TEXTO DADO

____________

Chicos.... ¿y para vender un único producto con pasarela de pago? ¿Alguna recomendación?

Un saludo.


----------



## chaber (28 Abr 2012)

espinete2004 dijo:


> Chicos.... ¿y para vender un único producto con pasarela de pago? ¿Alguna recomendación?
> 
> Un saludo.



Explícate un poco más, qué tipo de producto? físico o virtual? a cliente final o a empresas? Qué pasarela de pago? Paypal? TPV virtual de banco? Qué tipo de web quieres hacer?


----------



## Julianillo (29 Abr 2012)

Hacendado dijo:


> ¿Entonces, por ejemplo, a ti te pagan un producto que vendes a 20 euros, tu le pagas digamos 16 al mayorista y èl lo envía por ti?



pos claro....


----------



## chaber (29 Abr 2012)

Eso es dropshipping, que se ha puesto muy de moda pero no deja de ser una cutrez, aunque todo depende de la imagen de tienda que des y el modelo de negocio que elijas.


----------



## furia porcina (29 Abr 2012)

miniempresario dijo:


> no se yo si eso de que te hackeen la pagina es denunciable al que montó la tienda, ya que por muchas medidas de seguridad, es posible hacer de todo...



El otro día presencié in situ un hacking tan absolutamente vergonzoso que sentí auténtica pena del dueño de la tienda por la tomadura de pelo del que le "programó" la web. 

Una web que metía por query el id del usuario. Cambiando el valor de la query te salía la información de ese usuario incluyendo la clave de acceso. Yo de la tienda preferiría encontrarme con un hacker antes que con un cliente enojado dispuesto a denunciarte por incumplimiento de la LOPD.

Esto ya no es para denunciar al que monto la tienda, es para hacerle un pijama de madera.


----------



## furia porcina (29 Abr 2012)

Geriatric dijo:


> Una duda.
> si me entran en casa,... ¿debo denunciar al que me ha puesto la cerradura?, o denuncio al que me ha vendido el piso.



Estas claro que el dueño de la tienda es responsable por ejemplo ante la LOPD sí el hackeo pone en peligro las protección de datos del cliente. Pero evidentemente, yo denunciaría a la empresa responsable del desarrollo por no haberme proporcionado aquello por lo que pagué. Otra cosa es que al dueño de la tienda le hubiera parecido caro gastarse más de 300 euros en el asunto...

____________

Elementos de identificación de ubicación
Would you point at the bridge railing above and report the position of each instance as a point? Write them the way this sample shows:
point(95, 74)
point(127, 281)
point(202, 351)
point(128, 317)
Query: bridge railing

____________

EJERCICIOS
1: En el hilo sobre tiendas en línea, ¿qué dato metía por query la web que sufrió el hackeo?
2: Reescribe el fragmento del hilo que empieza con "El otro día" y termina con "de la LOPD.", poniendo "URL" en lugar de "query".

EJERCICIO RESUELTO
1: El id del usuario.

2:
El otro día presencié in situ un hacking tan absolutamente vergonzoso que sentí auténtica pena del dueño de la tienda por la tomadura de pelo del que le "programó" la web. 

Una web que metía por URL el id del usuario. Cambiando el valor de la URL te salía la información de ese usuario incluyendo la clave de acceso. Yo de la tienda preferiría encontrarme con un hacker antes que con un cliente enojado dispuesto a denunciarte por incumplimiento de la LOPD.